- What to work on
**A)** In the Dreaming Way Tarot piece, how many decks does the writer's own collection hold?
**B)** Revise the Dreaming Way Tarot piece between "What is it about" and "adventures and endeavors?", inclusive, so that "Two of Wands" becomes "Three of Wands".

───── Document segment

What is it about the Dreaming Way Tarot that induced me to finally purchase it after years of admiring it? Was it that at least two of my practice partners at the Northwest Tarot Symposium were using it as their standard “go-to” deck, and I was enthralled with the illustrations? Was it that the Two of Wands card came up synchronistically during one of those practice sessions—a card that had been stalking me for several weeks—trying to get me to view the world from where I was and dream about new adventures and endeavors?
Maybe… maybe not. In truth, I’m pretty frugal when it comes to deck collection—well, I think so at least. It takes a lot to impress me artistically when it comes to making a purchase of something that I’m going to use and try to be inspired by. So while I have plenty of respect for virtually any artist willing to express their creativity through a deck entailing 78 separate illustrations…while the multitudinous (and expanding) deck options certainly [mostly] all have merit…I am…well, particular. So while I know lots of people who are deck collectors and who have literally hundreds of decks—some people actually have separate rooms or special storage for their collections, and believe me, I can understand the allure in some ways—my own collection is minor: less than 20 decks. Yup. Might seem like a lot to some people; to others, it’s a pittance. Temperance: moderation, dudes.

──────────
───── Study material

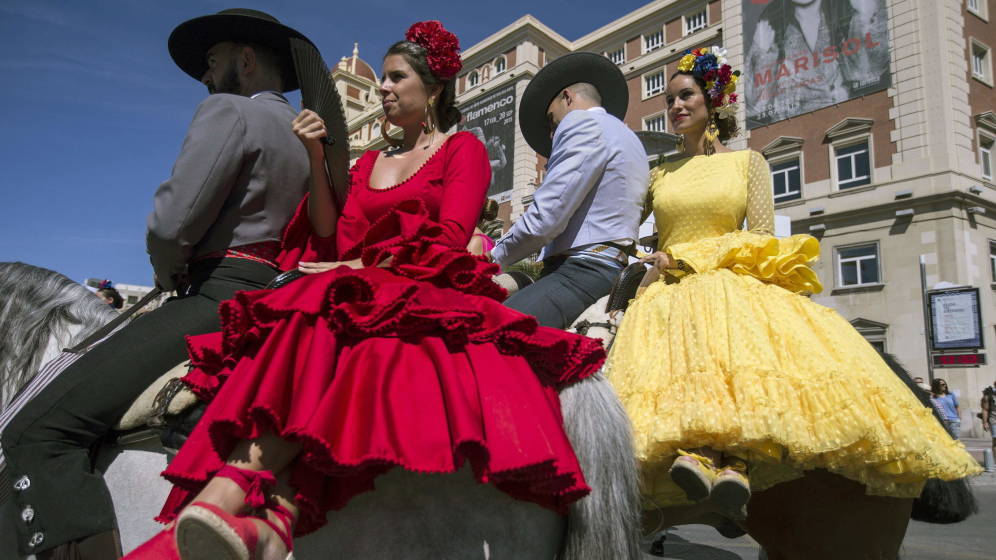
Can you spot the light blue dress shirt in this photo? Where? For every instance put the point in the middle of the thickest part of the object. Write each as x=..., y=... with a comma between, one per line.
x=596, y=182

──────────
───── Study material

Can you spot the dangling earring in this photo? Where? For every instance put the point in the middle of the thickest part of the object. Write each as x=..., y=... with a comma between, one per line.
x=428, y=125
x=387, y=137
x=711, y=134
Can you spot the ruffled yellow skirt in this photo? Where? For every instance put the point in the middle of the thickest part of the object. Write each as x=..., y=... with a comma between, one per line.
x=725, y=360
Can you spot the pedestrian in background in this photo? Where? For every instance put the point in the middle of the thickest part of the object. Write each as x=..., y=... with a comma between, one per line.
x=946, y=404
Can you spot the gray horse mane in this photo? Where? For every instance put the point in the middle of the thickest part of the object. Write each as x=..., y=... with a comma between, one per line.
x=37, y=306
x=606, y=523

──────────

- Answers for the tasks
**A)** Less than 20 decks.

**B)**
What is it about the Dreaming Way Tarot that induced me to finally purchase it after years of admiring it? Was it that at least two of my practice partners at the Northwest Tarot Symposium were using it as their standard “go-to” deck, and I was enthralled with the illustrations? Was it that the Three of Wands card came up synchronistically during one of those practice sessions—a card that had been stalking me for several weeks—trying to get me to view the world from where I was and dream about new adventures and endeavors?